ACTIVITY:
Whatever the records say, set them down exactly.

(SOURCE INFORMATION)

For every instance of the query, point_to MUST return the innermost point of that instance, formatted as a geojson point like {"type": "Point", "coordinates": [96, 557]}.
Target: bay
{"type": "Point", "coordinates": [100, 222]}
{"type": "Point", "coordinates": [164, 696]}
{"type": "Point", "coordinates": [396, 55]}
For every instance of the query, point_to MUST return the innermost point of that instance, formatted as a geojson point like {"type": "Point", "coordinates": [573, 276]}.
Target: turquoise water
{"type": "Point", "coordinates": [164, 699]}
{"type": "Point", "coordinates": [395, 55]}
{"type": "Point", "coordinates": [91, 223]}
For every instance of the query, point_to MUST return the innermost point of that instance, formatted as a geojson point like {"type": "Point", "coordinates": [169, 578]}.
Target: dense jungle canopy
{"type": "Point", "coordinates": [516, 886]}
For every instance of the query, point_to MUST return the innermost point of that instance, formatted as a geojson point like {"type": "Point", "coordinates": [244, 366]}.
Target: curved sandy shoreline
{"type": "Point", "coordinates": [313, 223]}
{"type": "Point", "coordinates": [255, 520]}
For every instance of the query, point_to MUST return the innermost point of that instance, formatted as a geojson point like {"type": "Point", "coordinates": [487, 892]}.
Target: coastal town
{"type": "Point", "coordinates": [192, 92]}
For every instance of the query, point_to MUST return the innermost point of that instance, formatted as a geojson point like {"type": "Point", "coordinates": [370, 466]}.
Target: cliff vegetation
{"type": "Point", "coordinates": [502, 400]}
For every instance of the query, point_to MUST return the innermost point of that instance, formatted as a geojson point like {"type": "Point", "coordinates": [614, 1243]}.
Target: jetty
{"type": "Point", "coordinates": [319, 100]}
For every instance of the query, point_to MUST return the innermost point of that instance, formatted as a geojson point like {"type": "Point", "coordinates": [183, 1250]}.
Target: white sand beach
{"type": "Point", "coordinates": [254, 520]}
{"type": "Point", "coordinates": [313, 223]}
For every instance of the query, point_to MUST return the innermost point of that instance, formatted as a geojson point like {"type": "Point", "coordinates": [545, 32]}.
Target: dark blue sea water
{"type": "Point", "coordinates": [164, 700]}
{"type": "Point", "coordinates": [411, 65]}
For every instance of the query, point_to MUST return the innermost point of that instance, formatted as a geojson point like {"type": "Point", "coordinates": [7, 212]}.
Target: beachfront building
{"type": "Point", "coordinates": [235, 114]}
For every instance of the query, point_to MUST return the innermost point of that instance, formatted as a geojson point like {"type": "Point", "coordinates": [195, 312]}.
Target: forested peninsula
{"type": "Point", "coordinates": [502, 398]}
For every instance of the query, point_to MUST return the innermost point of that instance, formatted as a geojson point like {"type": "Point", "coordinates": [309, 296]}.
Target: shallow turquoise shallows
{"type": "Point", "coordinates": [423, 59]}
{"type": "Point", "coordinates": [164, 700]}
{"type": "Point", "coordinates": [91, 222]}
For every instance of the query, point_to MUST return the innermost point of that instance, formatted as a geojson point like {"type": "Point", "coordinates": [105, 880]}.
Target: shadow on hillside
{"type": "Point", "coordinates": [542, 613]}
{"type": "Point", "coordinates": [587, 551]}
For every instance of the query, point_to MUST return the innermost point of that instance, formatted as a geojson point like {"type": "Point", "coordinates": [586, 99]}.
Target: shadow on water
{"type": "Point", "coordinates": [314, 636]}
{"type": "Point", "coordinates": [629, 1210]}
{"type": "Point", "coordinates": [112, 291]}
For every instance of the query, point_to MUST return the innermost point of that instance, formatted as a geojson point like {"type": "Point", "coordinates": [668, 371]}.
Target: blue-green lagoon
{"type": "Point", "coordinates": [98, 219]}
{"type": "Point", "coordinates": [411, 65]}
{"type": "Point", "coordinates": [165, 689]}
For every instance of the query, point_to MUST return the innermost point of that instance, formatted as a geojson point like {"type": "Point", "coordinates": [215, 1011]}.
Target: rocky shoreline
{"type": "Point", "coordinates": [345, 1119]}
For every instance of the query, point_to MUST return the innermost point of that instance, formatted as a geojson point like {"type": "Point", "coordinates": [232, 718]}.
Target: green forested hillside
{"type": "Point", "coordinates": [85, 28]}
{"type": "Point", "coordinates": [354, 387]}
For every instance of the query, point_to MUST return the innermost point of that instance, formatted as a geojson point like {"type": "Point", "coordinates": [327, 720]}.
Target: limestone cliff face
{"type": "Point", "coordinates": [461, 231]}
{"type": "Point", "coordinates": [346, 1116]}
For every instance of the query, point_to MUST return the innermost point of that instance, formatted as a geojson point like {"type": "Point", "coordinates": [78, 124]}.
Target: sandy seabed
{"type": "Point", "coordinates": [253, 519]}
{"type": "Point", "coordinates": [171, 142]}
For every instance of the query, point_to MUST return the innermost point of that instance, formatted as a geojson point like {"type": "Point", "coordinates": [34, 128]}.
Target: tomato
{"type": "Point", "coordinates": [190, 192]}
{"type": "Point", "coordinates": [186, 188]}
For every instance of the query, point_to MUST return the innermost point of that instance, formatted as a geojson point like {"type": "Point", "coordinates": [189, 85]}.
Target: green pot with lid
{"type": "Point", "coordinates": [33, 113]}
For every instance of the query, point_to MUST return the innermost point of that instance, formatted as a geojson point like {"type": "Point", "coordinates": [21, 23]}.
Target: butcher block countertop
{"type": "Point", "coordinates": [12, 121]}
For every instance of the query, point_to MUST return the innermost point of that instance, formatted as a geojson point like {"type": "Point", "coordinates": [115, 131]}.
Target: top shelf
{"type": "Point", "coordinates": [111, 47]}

(End SOURCE INFORMATION)

RESULT BELOW:
For every instance of the query, point_to MUST return the innermost point of that instance, formatted as a geojson point like {"type": "Point", "coordinates": [96, 557]}.
Target: bay
{"type": "Point", "coordinates": [100, 222]}
{"type": "Point", "coordinates": [164, 696]}
{"type": "Point", "coordinates": [396, 55]}
For every instance of the query, point_to MUST return the innermost point of that instance, formatted as a geojson point like {"type": "Point", "coordinates": [573, 276]}.
Target: turquoise water
{"type": "Point", "coordinates": [164, 699]}
{"type": "Point", "coordinates": [395, 55]}
{"type": "Point", "coordinates": [91, 223]}
For every instance of the query, point_to MUST return the innermost point of that instance, formatted as a geojson point like {"type": "Point", "coordinates": [169, 578]}.
Target: dense jungle canopy
{"type": "Point", "coordinates": [516, 886]}
For every instance of the query, point_to MUST return the innermost point of that instance, formatted as a geojson point like {"type": "Point", "coordinates": [244, 366]}.
Target: curved sandy shoreline
{"type": "Point", "coordinates": [313, 223]}
{"type": "Point", "coordinates": [255, 520]}
For every instance of the query, point_to MUST return the innermost point of that instance, formatted as a geojson point like {"type": "Point", "coordinates": [487, 892]}.
Target: coastal town
{"type": "Point", "coordinates": [192, 92]}
For every instance of the query, point_to MUST return the innermost point of that instance, formatted as a geojson point like {"type": "Point", "coordinates": [370, 466]}.
Target: cliff vegetation
{"type": "Point", "coordinates": [502, 400]}
For every instance of the query, point_to MUST return the innermost point of that instance, formatted as a geojson point like {"type": "Point", "coordinates": [614, 1243]}.
Target: jetty
{"type": "Point", "coordinates": [319, 100]}
For every instance of the query, point_to MUST return the innermost point of that instance, formatted as a geojson point like {"type": "Point", "coordinates": [183, 1250]}.
Target: white sand beach
{"type": "Point", "coordinates": [254, 520]}
{"type": "Point", "coordinates": [313, 223]}
For every instance of the query, point_to MUST return the innermost point of that instance, formatted as a geojson point like {"type": "Point", "coordinates": [545, 32]}.
Target: dark blue sea water
{"type": "Point", "coordinates": [164, 700]}
{"type": "Point", "coordinates": [411, 65]}
For every instance of the query, point_to MUST return the innermost point of that instance, formatted as a geojson point like {"type": "Point", "coordinates": [7, 212]}.
Target: beachfront building
{"type": "Point", "coordinates": [235, 114]}
For every instance of the query, point_to MUST return the innermost point of that instance, formatted as a geojson point like {"type": "Point", "coordinates": [195, 312]}.
Target: forested peninsula
{"type": "Point", "coordinates": [502, 398]}
For every instance of the query, point_to MUST return the innermost point of that instance, formatted as a geojson point like {"type": "Point", "coordinates": [309, 296]}.
Target: shallow turquoise shallows
{"type": "Point", "coordinates": [423, 59]}
{"type": "Point", "coordinates": [164, 700]}
{"type": "Point", "coordinates": [91, 222]}
For every instance of the query, point_to MUST return the innermost point of that instance, formatted as a geojson point like {"type": "Point", "coordinates": [105, 880]}.
Target: shadow on hillside
{"type": "Point", "coordinates": [542, 613]}
{"type": "Point", "coordinates": [587, 551]}
For every instance of the query, point_to MUST return the innermost point of that instance, formatted as a geojson point like {"type": "Point", "coordinates": [586, 99]}.
Target: shadow on water
{"type": "Point", "coordinates": [314, 636]}
{"type": "Point", "coordinates": [629, 1210]}
{"type": "Point", "coordinates": [112, 291]}
For every instance of the query, point_to MUST return the innermost point of that instance, formatted as a geojson point like {"type": "Point", "coordinates": [668, 371]}.
Target: blue-green lagoon
{"type": "Point", "coordinates": [98, 219]}
{"type": "Point", "coordinates": [411, 65]}
{"type": "Point", "coordinates": [165, 689]}
For every instance of the query, point_to MUST return the innermost point of that instance, formatted as a geojson point like {"type": "Point", "coordinates": [215, 1011]}.
Target: rocky shoreline
{"type": "Point", "coordinates": [345, 1119]}
For every instance of the query, point_to MUST return the innermost point of that instance, formatted as a geojson point like {"type": "Point", "coordinates": [232, 718]}.
Target: green forested hillside
{"type": "Point", "coordinates": [85, 28]}
{"type": "Point", "coordinates": [354, 387]}
For every instance of the query, point_to MUST return the innermost point of that instance, formatted as a geojson point like {"type": "Point", "coordinates": [327, 720]}.
Target: limestone cliff face
{"type": "Point", "coordinates": [461, 231]}
{"type": "Point", "coordinates": [346, 1116]}
For every instance of the query, point_to MUST return the innermost point of that instance, formatted as a geojson point like {"type": "Point", "coordinates": [78, 124]}.
Target: sandy seabed
{"type": "Point", "coordinates": [253, 519]}
{"type": "Point", "coordinates": [171, 142]}
For every instance of the query, point_to MUST return the innermost point of that instance, formatted as a geojson point like {"type": "Point", "coordinates": [34, 128]}.
Target: tomato
{"type": "Point", "coordinates": [190, 192]}
{"type": "Point", "coordinates": [186, 188]}
For every instance of the query, point_to MUST return the innermost point of that instance, formatted as a geojson point like {"type": "Point", "coordinates": [189, 85]}.
Target: green pot with lid
{"type": "Point", "coordinates": [33, 113]}
For every instance of the query, point_to MUST return the innermost point of that instance, formatted as a geojson point like {"type": "Point", "coordinates": [21, 23]}.
Target: butcher block countertop
{"type": "Point", "coordinates": [12, 121]}
For every instance of the query, point_to MUST return the innermost point of that instance, formatted as a geojson point like {"type": "Point", "coordinates": [115, 131]}.
Target: top shelf
{"type": "Point", "coordinates": [111, 47]}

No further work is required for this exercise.